* Trecho do texto *
::::::::
Até lá, o município de 7 mil habitantes está sem o repasse da União. Com a desistência dos médicos brasileiros, o Ministério da Saúde suspendeu os recursos destinados a Alecrim.
— Não recebemos o valor desde a competência de maio. Estamos sem médicos e sem recursos — lamenta ela.
Edital lançado para suprir desistências
A queixa sobre a suspensão dos repasses contraria informação do Ministério da Saúde, que garantia a renovação dos valores para cidades com médicos que abandonaram as vagas. No início de abril, uma portaria foi publicada pela pasta estendendo para seis meses o prazo de pagamento da verba de custeio repassada às unidades de saúde da família que perderam profissionais.
Segundo o Ministério da Saúde, a regra anterior cortava o repasse para o posto se ficasse sem médico por mais de dois meses. "Os gestores dessas localidades podem utilizar esses recursos também para contratar seus próprios médicos", afirma a assessoria da pasta, em nota.
Questionado pela reportagem, o ministério respondeu que atendem aos critérios da portaria no Estado apenas os municípios de Alvorada, na Região Metropolitana; Encruzilhada do Sul, no Vale do Rio Pardo; Nonoai, no Norte; e Santa Vitória do Palmar, na região Sul. No entanto, o órgão não informou por que municípios como Alecrim não estão contemplados. O valor repassado é de R$ 4 mil mensais por equipe. Cada equipe de saúde da família é composta por um médico, um enfermeiro, um auxiliar ou técnico de enfermagem e agentes comunitários de saúde.
Em 13 de maio, o governo lançou um novo edital do Mais Médicos para preencher as vagas abandonadas pelos profissionais brasileiros na última seleção. São 2,2 mil postos no país, sendo 71 destinados ao Rio Grande do Sul. Cinquenta e três municípios gaúchos são contemplados pelo edital. Conforme o ministério, os profissionais podem iniciar as atividades nos locais escolhidos a partir do dia 24 de junho.
Alívio em São Gabriel ao reabrir unidades
Em São Gabriel, na Fronteira Oeste, quase todas as vagas do programa estão preenchidas. Após ficar sem metade dos profissionais de dezembro de 2018 a março deste ano, o município de 65 mil habitantes já está com o atendimento normalizado. O secretário municipal da Saúde, Ricardo Coirolo, respira aliviado com a situação atual.
— Passamos por uma situação bem complicada na saída dos médicos cubanos, com sete profissionais a menos. Tivemos que investir R$ 210 mil por quase quatro meses para garantir médicos na cidade — relembra, ao frisar que até os postos de saúde do interior do município foram fechados por falta de equipe.
Atualmente, São Gabriel conta com duas vagas desocupadas.
— Temos 15 profissionais do Mais Médicos e mais dois concursados. Conseguimos reabrir todas as unidades do interior, além de retomar os atendimentos na unidade móvel — comemora.
Governo vai propor novo programa
O Mais Médicos pode deixar de existir no governo de Jair Bolsonaro. Para o seu lugar, o Ministério da Saúde está elaborando um novo programa. De acordo com o secretário-executivo da pasta, a medida provisória (MP) sobre o tema deve ser encaminhada ao Congresso Nacional ainda neste semestre.
::::::::
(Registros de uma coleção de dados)
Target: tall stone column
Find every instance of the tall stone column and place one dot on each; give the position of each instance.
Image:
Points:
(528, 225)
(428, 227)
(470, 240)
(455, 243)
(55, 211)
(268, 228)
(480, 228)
::::::::
* Tarefas propostas *
- 1) Repita, sem qualquer alteração, o trecho do texto que começa em "Até lá, o município" e termina em "que perderam profissionais.".
- 2) Segundo o Ministério da Saúde, quais municípios do Estado atendem aos critérios da portaria mencionada no texto?
Os itens não têm relação alguma com o texto.

* Resultados do exercício *
- 1)
Até lá, o município de 7 mil habitantes está sem o repasse da União. Com a desistência dos médicos brasileiros, o Ministério da Saúde suspendeu os recursos destinados a Alecrim.
— Não recebemos o valor desde a competência de maio. Estamos sem médicos e sem recursos — lamenta ela.
Edital lançado para suprir desistências
A queixa sobre a suspensão dos repasses contraria informação do Ministério da Saúde, que garantia a renovação dos valores para cidades com médicos que abandonaram as vagas. No início de abril, uma portaria foi publicada pela pasta estendendo para seis meses o prazo de pagamento da verba de custeio repassada às unidades de saúde da família que perderam profissionais.

- 2) Alvorada, Encruzilhada do Sul, Nonoai e Santa Vitória do Palmar.